• _Problem to work on_
Extract every line in the rows below that contains the word "face".

** Begin Stored rows **

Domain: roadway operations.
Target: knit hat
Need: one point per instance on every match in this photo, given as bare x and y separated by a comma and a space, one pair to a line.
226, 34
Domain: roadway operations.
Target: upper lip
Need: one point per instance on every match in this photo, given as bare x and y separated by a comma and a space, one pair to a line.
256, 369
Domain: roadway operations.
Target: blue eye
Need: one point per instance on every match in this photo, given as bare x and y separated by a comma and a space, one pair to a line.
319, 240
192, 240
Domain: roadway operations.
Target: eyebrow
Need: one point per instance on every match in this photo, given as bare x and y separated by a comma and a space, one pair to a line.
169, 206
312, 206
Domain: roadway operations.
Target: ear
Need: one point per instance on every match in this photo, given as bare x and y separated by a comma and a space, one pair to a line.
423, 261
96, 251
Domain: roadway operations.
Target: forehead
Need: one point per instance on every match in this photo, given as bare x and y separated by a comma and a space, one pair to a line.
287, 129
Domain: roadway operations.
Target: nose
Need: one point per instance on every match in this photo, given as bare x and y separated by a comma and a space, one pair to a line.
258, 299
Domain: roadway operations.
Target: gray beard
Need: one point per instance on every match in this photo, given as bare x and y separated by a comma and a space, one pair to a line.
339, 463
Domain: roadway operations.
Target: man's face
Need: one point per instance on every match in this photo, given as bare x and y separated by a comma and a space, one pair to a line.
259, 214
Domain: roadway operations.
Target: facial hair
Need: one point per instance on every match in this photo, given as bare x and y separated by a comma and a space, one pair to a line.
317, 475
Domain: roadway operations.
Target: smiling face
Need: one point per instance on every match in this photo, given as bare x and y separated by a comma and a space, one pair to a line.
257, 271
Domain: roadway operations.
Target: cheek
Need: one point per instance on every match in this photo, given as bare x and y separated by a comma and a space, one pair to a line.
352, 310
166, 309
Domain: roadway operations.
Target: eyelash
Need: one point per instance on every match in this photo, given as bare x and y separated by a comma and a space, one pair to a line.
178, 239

** End Stored rows **

• _Final result_
Target: man's face
Target: smiling face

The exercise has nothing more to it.